DIRECTIONS:
Type out the data again. Keep every line exactly the same.

RECORDS PROVIDED:
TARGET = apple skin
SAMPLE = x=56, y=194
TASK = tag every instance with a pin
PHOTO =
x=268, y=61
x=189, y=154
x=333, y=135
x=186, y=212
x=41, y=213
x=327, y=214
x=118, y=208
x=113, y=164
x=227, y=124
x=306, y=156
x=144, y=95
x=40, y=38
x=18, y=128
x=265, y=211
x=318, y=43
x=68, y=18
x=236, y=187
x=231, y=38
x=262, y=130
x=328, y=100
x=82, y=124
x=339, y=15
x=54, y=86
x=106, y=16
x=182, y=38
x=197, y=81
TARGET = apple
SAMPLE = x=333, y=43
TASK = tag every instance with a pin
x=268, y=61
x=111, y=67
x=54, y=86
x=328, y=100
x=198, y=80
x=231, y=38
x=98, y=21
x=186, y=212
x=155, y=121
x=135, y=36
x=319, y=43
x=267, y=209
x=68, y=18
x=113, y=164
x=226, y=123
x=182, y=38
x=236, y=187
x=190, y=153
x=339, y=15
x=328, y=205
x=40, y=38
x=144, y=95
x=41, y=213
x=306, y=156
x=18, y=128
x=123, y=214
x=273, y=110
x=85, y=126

EXERCISE RESULT:
TARGET = apple skin
SAMPLE = x=56, y=194
TASK = tag every instance with a pin
PHOTO =
x=268, y=61
x=189, y=154
x=333, y=135
x=186, y=212
x=41, y=213
x=327, y=214
x=118, y=208
x=113, y=164
x=227, y=124
x=306, y=156
x=144, y=95
x=40, y=38
x=18, y=128
x=265, y=211
x=318, y=43
x=68, y=18
x=236, y=187
x=231, y=38
x=262, y=130
x=328, y=100
x=82, y=124
x=339, y=15
x=54, y=86
x=106, y=16
x=182, y=38
x=197, y=81
TARGET = apple
SAMPLE = x=333, y=43
TASK = tag every instance with a pin
x=268, y=61
x=111, y=67
x=54, y=86
x=328, y=100
x=198, y=80
x=231, y=38
x=98, y=21
x=186, y=212
x=155, y=121
x=135, y=36
x=319, y=43
x=267, y=209
x=68, y=18
x=113, y=164
x=226, y=123
x=182, y=38
x=236, y=187
x=190, y=153
x=339, y=15
x=328, y=205
x=40, y=38
x=144, y=95
x=41, y=213
x=306, y=156
x=18, y=128
x=123, y=214
x=273, y=110
x=85, y=126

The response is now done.